== Doel ==
Verzamel alsjeblieft elke regel uit de records hieronder waarin het woord "blurred" voorkomt.

== Getoonde gegevens ==
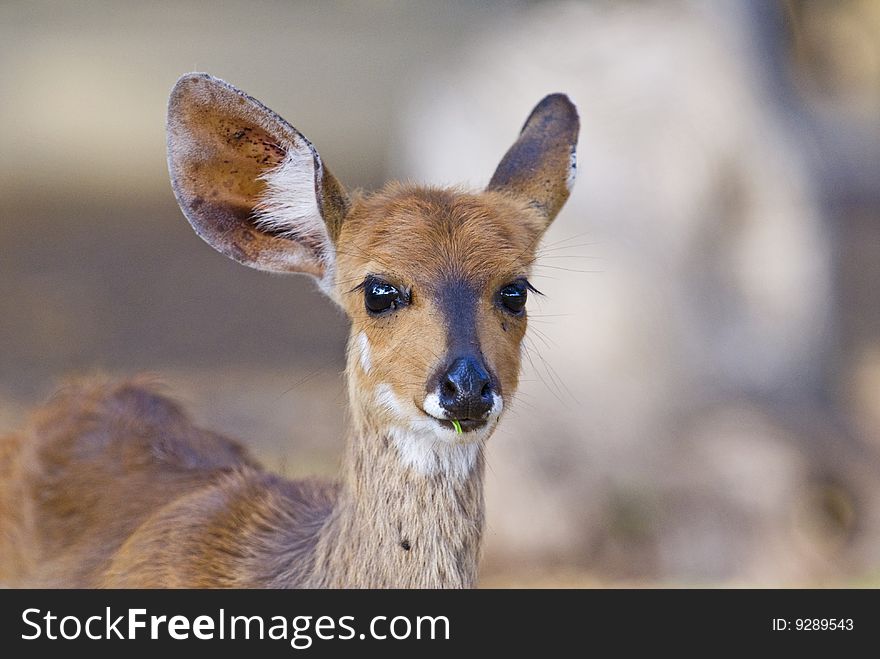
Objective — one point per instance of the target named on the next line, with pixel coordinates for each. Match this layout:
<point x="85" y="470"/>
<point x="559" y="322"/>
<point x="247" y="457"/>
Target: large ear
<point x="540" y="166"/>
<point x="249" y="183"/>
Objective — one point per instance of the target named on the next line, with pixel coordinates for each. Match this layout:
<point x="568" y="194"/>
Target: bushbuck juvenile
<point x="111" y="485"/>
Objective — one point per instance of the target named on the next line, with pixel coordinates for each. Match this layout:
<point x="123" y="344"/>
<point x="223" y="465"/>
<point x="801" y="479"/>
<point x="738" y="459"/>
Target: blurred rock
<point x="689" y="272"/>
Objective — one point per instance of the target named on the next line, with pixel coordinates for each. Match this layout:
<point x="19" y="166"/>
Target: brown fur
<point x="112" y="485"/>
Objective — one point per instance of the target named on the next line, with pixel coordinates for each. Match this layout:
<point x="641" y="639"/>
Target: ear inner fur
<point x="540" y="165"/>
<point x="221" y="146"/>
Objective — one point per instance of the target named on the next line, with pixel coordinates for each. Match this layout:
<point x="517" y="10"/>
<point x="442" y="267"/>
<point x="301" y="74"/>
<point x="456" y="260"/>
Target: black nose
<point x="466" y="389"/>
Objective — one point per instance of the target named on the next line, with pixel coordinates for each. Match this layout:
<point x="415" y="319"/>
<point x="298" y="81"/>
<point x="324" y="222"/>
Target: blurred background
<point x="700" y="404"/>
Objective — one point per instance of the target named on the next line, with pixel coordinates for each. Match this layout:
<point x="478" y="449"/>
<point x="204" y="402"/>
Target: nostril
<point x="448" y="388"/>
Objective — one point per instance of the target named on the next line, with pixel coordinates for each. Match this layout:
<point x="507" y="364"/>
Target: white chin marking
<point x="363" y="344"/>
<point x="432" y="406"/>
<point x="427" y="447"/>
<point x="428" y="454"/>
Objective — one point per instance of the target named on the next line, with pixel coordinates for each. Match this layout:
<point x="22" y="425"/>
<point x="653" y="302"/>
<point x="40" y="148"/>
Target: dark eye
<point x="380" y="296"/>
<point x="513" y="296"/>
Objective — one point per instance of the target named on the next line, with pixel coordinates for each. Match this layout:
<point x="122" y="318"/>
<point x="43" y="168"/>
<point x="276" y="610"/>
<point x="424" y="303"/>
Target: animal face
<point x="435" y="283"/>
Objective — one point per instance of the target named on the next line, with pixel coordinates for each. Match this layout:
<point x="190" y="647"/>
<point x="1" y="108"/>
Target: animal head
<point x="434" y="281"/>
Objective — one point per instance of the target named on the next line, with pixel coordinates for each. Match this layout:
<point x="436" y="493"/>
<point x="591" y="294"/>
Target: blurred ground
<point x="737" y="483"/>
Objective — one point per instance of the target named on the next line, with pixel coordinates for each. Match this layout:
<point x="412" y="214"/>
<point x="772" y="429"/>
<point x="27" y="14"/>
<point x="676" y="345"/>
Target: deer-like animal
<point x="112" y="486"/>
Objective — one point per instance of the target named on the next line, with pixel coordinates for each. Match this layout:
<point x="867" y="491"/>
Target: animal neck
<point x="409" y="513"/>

== Schriftelijk antwoord ==
Target: blurred rock
Target: blurred background
Target: blurred ground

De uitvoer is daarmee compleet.